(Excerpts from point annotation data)

■ ■ ■ ■

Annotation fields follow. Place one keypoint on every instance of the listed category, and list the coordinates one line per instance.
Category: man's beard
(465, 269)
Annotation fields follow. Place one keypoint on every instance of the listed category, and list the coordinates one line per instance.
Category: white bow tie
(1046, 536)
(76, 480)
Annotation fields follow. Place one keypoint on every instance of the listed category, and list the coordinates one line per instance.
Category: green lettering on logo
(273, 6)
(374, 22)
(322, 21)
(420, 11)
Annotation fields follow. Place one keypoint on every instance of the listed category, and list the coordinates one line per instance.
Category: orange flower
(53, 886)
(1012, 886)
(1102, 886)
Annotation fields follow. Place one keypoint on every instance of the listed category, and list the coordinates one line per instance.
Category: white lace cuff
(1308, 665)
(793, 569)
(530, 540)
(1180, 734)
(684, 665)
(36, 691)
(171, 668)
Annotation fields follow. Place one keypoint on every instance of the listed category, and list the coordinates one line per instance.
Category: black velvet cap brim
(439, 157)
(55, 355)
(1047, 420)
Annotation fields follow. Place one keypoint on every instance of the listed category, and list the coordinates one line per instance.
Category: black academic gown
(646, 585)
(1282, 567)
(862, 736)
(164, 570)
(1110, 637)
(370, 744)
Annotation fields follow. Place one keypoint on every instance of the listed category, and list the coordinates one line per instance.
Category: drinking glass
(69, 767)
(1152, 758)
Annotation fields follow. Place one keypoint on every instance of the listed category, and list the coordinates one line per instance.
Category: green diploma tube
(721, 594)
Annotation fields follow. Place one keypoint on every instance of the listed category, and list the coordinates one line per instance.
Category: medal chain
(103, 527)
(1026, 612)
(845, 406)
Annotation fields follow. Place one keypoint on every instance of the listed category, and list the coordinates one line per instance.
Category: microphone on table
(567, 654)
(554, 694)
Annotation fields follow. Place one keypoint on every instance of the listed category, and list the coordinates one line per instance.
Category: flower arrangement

■ ■ ■ ■

### [Requirement]
Repeat the records above exactly.

### [Output of the task]
Annotation fields follow. Place one keypoint on every instance of the listed category, and list the coordinates one line per instance.
Category: man's beard
(465, 269)
Annotation fields follow. Place one keypoint on every instance of the listed category, and list the coordinates one line per instance.
Category: white bow tie
(1046, 536)
(76, 480)
Annotation fields follow. Place one keypoint on every instance of the listed category, and list the coordinates one line per instance.
Category: green lettering on logo
(273, 6)
(374, 22)
(322, 21)
(420, 11)
Annotation fields follow. Place one keypoint on every instance of the listed category, and list the coordinates one line per instance.
Category: orange flower
(53, 886)
(1012, 886)
(1102, 886)
Annotation fields follow. Place one keypoint on every instance of the listed category, and list the coordinates one line per instance.
Category: white lace cuff
(1308, 665)
(793, 569)
(530, 540)
(1180, 734)
(684, 665)
(36, 691)
(171, 668)
Annotation fields follow. Place one keypoint on every instance of the listed category, and list the coordinates one line per instance.
Category: black velvet cap brim
(439, 157)
(55, 355)
(1047, 420)
Annotation fields follow. Place one keypoint on every instance of the listed category, and list the coordinates one line per instance.
Category: black academic gown
(646, 585)
(1282, 567)
(862, 736)
(164, 570)
(1110, 637)
(370, 744)
Annotation fields follow. Place one keypoint on every instance of the listed category, and list the coordinates one line per instance.
Category: drinking glass
(69, 767)
(1152, 758)
Annotation fields follow. Place one keypoint on every instance of the listed category, and list the coordinates one line per instance.
Category: green diploma tube
(721, 594)
Annotation fields follow. Place one keypoint on every instance of the listed category, and list the coordinates one line per instance.
Category: medal chain
(103, 527)
(1026, 612)
(845, 406)
Annotation fields follow. Place one keypoint on every instance of the listed category, and list the coordinates one line per instance.
Category: microphone on table
(567, 654)
(554, 694)
Annotation fields follow. Place one keypoint on every instance of the listed category, and list the coordinates one line per instance.
Category: flower arrangement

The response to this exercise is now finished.